> [Extract]:
Public transportation is convenient, accessible, and inexpensive. Buses head west into Santa Ana and Ciudad Colon, while eastbound stops include Rohrmoser, Sabana, and downtown San Jose. Commuters take advantage of the urban train that connects nearby Rohrmoser to San Jose's eastern suburbs.
A night out on the town usually begins with dinner at one of Escazu's fine restaurants. Satisfy your palate with Costa Rican, Thai, Mexican, Indian, or French cuisine. If you're feeling nostalgic, there are plenty of American-style restaurants to choose from. Later, hit one of the town's popular nightclubs, listen to live music, or head to San Jose for an evening of live theater or opera. Daytime entertainment options include San Jose museums, plays, and seasonal events.
Families with children appreciate the area's education system. The metropolitan region is filled with top-quality public, magnet, and private schools. Many offer bilingual or English-only classes and are located within a few miles of Escazu. Expats tend to favor the Marion Baker School, the Blue Valley School and the Country Day School. Just a few minutes east, the Colegio Humboldt in Rohrmoser offers classes in English, Spanish and German, while San Jose's Liceo Franco Costarricense curriculum is in Spanish and French.

> [What you need to do]:
A. Rewrite the paragraph of the text on Escazu that begins "Families with children" as a short list, keeping its main facts.
B. Carry the text on Escazu forward with the next paragraph, picking up after its final sentence.

> [Source data]:
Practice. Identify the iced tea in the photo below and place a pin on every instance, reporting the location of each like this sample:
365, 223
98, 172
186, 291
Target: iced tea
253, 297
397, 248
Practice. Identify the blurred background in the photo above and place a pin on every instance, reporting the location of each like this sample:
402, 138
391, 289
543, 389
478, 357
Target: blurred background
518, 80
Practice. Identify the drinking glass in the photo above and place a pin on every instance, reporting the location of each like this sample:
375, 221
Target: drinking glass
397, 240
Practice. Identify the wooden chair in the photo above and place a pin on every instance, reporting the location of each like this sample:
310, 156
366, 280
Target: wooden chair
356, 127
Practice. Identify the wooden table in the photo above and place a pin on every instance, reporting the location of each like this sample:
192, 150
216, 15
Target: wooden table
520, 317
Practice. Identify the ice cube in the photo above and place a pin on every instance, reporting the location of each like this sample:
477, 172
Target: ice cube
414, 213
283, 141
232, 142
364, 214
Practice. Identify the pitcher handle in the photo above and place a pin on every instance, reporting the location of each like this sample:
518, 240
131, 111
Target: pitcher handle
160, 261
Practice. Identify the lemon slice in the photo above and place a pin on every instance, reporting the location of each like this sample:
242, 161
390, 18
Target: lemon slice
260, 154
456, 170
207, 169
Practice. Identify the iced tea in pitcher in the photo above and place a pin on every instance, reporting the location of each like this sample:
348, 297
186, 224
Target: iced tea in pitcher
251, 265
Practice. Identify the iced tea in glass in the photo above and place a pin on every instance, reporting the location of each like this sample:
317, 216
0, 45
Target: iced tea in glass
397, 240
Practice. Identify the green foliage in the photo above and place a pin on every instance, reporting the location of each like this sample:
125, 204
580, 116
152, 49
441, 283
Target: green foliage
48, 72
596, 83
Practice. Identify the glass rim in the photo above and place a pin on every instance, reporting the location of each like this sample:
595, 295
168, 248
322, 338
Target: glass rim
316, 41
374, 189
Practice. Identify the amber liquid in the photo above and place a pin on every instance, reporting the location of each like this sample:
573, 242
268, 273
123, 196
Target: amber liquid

> [List of answers]:
A.
- Families with children value the area's education system.
- The metropolitan region has many top-quality public, magnet, and private schools, and many of them offer bilingual or English-only classes within a few miles of Escazu.
- Expats tend to favor the Marion Baker School, the Blue Valley School, and the Country Day School.
- Colegio Humboldt in Rohrmoser, a few minutes east, teaches in English, Spanish, and German.
- San Jose's Liceo Franco Costarricense teaches in Spanish and French.

B.
Escazu has many pharmacies, medical clinics, and private practices to address yearly check-ups and everyday problems. When more serious care is needed, most residents go to CIMA Hospital, a private facility that has state-of-the-art technology and a highly trained bilingual staff.
Expat Spotlight: Mary Carolina, age 33
1) Why did you choose to live in Escazu?
My fiance and I chose Escazu because of its safety, central location, and atmosphere. We really love that downtown Escazu still has a pinch of old Costa Rica; you can always find very kind and friendly people. I think a lot of people move here for the city-feel or for job convenience. Many of the big companies (including the American Embassy) house their employees in Escazu.
2) What are the positive and negative aspects about living in Escazu?
Everything is close by; you can get to San Jose in about 10 minutes, there's very reliable bus service, and you can find anything you need. There's good proximity to hospitals, theaters, malls, restaurants, and shopping. Since there are so many expats, more English is spoken in Escazu than in any other part of the country. Also, the new Caldera Highway gets you to the beach fast, which is such a bonus for city dwellers. Of course, you have to pay a toll to take the road, which means I've been driving all the back roads for local trips!
Any negative aspects are the flip side of the positive: there are lots of people, congested roads, and upscale areas can be targets of crime. It's more expensive than the rest of San Jose. Also, I've had my water turned off for hours at a time, so it's essential to have your own tank.
3) What's the expat community like there?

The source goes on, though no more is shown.